----- ENTRIES PROVIDED -----
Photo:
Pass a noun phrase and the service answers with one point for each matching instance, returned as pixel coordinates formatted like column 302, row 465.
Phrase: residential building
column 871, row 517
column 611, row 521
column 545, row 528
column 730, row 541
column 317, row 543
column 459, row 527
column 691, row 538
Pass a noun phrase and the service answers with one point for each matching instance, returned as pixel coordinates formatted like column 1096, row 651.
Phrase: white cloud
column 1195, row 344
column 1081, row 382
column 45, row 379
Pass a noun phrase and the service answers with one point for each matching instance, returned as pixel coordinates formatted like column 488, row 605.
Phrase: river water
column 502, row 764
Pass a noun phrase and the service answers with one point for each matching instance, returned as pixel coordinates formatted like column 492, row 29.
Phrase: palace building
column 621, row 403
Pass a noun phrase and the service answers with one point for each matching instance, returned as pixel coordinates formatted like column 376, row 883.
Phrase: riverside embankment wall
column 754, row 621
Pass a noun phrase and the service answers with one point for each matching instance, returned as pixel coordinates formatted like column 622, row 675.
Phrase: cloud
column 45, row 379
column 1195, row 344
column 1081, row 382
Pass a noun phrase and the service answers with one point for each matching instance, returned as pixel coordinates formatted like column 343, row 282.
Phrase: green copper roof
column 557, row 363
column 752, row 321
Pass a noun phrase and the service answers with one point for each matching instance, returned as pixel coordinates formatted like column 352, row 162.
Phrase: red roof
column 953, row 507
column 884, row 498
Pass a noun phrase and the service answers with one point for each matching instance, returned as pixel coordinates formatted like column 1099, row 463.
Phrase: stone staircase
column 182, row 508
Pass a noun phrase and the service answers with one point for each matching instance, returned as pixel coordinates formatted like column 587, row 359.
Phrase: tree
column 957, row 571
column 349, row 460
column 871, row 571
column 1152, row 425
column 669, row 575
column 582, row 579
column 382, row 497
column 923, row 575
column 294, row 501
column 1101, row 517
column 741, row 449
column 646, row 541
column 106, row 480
-----
**WHAT NEEDS TO BE DONE**
Can you put all of these records into a two-column CSV with the headers "request" and "answer", giving one row per request, with its text and its answer each in a single quoted field and line breaks replaced by spaces?

**TASK OUTPUT**
request,answer
"Photo: Pass a noun phrase and the service answers with one point for each matching instance, returned as pixel coordinates formatted like column 302, row 465. Phrase: residential building","column 871, row 517 column 611, row 521 column 545, row 528 column 730, row 541 column 317, row 543 column 459, row 527 column 691, row 538"
"Pass a noun phrase and the service answers with one point for each matching instance, returned as pixel coordinates formatted like column 1096, row 651. Phrase: white cloud","column 1195, row 344 column 1081, row 382 column 45, row 379"
"Pass a noun phrase and the service answers with one point for each matching instance, returned as pixel coordinates formatted like column 488, row 605. Phrase: river water","column 502, row 764"
"Pass a noun phrase and the service answers with one point for each matching instance, returned as pixel coordinates formatted like column 492, row 29. Phrase: palace building","column 621, row 403"
"Pass a noun phrase and the service answers with one point for each matching instance, returned as pixel coordinates formatted like column 376, row 883. Phrase: riverside embankment wall","column 754, row 621"
"Pass a noun phrase and the service answers with one point for each matching instance, returned as pixel coordinates formatted like column 622, row 675. Phrase: cloud","column 45, row 379 column 1195, row 344 column 1081, row 382"
"Pass a noun phrase and the service answers with one point for each matching instance, returned as pixel coordinates formatted like column 343, row 282. Phrase: green copper roof","column 557, row 363 column 752, row 321"
"Pass a noun phrase and the service answers with one point for each matching instance, returned as pixel coordinates formatted like column 352, row 162. Phrase: red roof","column 953, row 507 column 884, row 498"
"Pass a noun phrase and the service answers with one point for each matching instance, returned as pixel coordinates formatted like column 1099, row 463. Phrase: stone staircase","column 182, row 508"
"Pass a noun phrase and the service answers with one point for each matching instance, returned as pixel coordinates formatted like column 587, row 359. Phrase: tree","column 957, row 571 column 349, row 460 column 871, row 571 column 1152, row 425 column 669, row 575 column 582, row 579 column 382, row 497 column 923, row 575 column 294, row 501 column 1101, row 517 column 741, row 449 column 646, row 541 column 106, row 480"